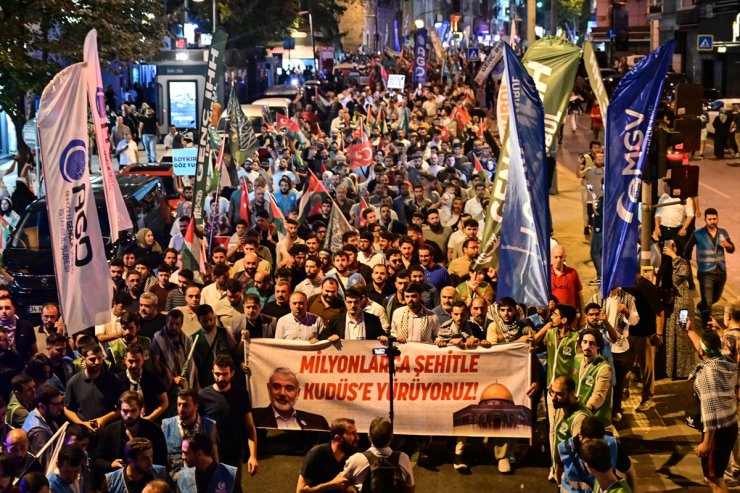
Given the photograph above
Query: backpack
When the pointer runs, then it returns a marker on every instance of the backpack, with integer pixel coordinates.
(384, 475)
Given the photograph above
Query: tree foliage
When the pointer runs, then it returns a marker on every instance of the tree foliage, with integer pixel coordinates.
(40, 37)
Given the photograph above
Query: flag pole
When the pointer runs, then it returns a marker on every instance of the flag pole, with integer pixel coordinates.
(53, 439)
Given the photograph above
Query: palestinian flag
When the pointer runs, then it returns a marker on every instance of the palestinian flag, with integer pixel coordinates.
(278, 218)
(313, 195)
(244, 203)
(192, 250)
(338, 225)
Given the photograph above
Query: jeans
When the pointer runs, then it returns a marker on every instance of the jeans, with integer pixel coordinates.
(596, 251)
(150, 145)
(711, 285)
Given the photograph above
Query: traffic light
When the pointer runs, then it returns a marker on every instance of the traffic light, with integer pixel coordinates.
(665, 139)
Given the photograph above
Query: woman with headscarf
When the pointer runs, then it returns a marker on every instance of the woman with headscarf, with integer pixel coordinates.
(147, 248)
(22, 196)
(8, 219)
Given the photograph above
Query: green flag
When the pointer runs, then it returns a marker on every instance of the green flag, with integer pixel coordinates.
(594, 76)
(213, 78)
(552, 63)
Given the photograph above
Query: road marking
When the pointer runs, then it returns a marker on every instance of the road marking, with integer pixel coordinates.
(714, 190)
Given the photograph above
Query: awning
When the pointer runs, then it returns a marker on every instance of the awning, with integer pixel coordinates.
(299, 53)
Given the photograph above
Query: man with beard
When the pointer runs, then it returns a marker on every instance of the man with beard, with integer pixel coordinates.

+-------+

REQUIREMENT
Gather every line of the records above that contains the word "runs" and copy each one in full. Treat uppercase and lowercase letters as different.

TASK SOLUTION
When the pointer runs, then it returns a marker on every instance of the backpack, with integer pixel coordinates.
When the pointer runs, then it returns a marker on every instance of the tree foliage, with integer pixel coordinates.
When the pointer runs, then it returns a marker on every instance of the flag pole, with integer pixel coordinates.
When the pointer runs, then it returns a marker on every instance of the palestinian flag, with integer pixel coordinates.
When the pointer runs, then it returns a marker on every instance of the jeans, with integer pixel coordinates.
When the pointer runs, then it returns a marker on every instance of the traffic light, with integer pixel coordinates.
When the pointer runs, then it returns a marker on every instance of the woman with headscarf, with integer pixel coordinates.
When the pointer runs, then it returns a marker on every instance of the green flag, with integer pixel coordinates.
When the pointer runs, then it returns a marker on every instance of the road marking, with integer pixel coordinates.
When the pointer runs, then it returns a marker on every instance of the awning, with integer pixel coordinates.
When the pointer runs, then it returns a marker on every instance of the man with beard, with integer pixel coordinates.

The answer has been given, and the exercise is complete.